課題:
次のリストの全行を、指示の行も含めて書き直しなさい。その際、解答にある座標の数値すべてに49を加え、画像は解答に含めないこと。

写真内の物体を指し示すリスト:
***

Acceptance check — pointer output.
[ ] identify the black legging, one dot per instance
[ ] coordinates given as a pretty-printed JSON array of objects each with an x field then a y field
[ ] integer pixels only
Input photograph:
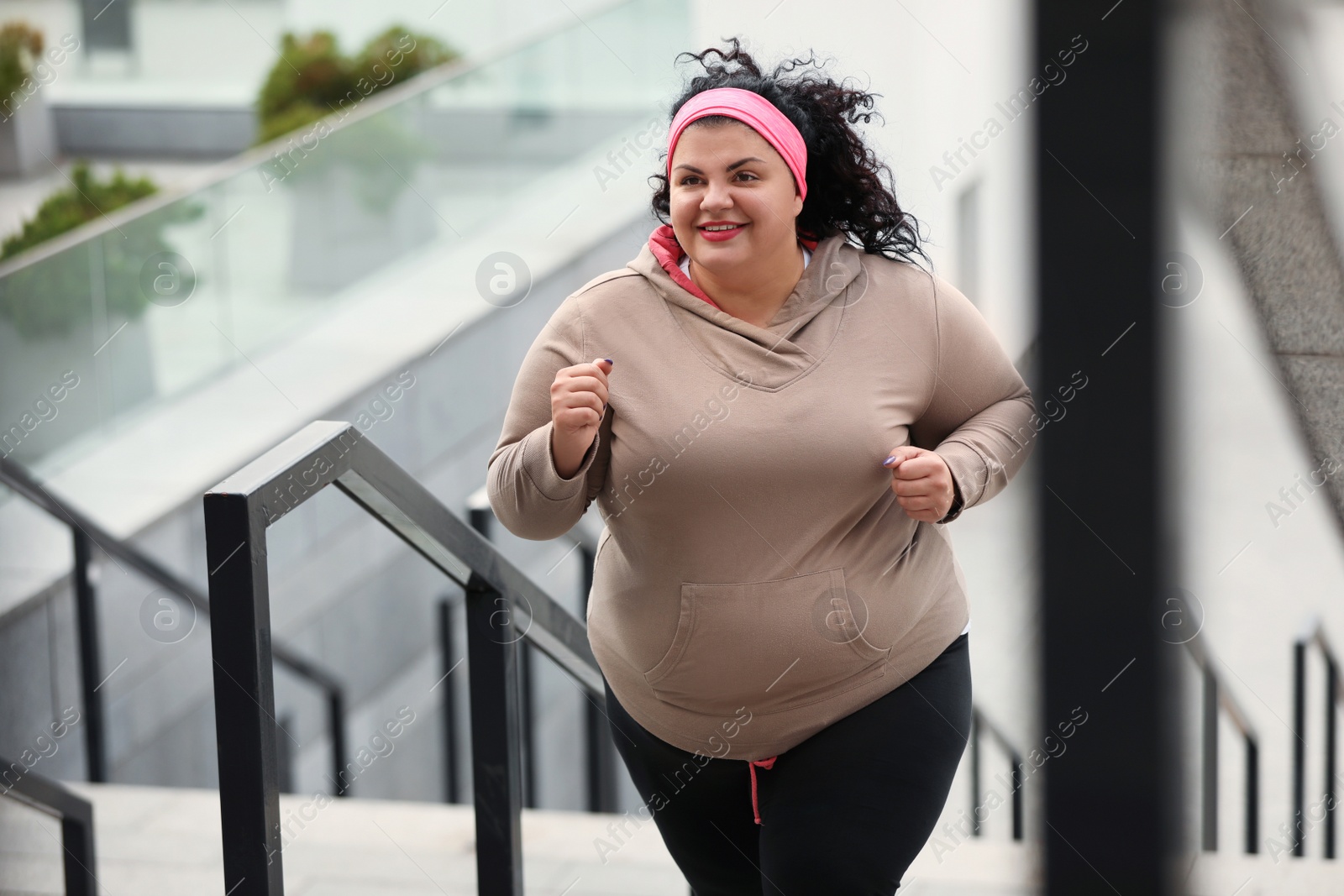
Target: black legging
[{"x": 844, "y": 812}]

***

解答例:
Acceptance check — pointer output.
[ ] identify the black legging, one dot per instance
[ ] coordinates given as a pretty-printed JSON array of objects each with an x field then a y field
[ ] integer pixels only
Input photograph:
Target: black legging
[{"x": 893, "y": 861}]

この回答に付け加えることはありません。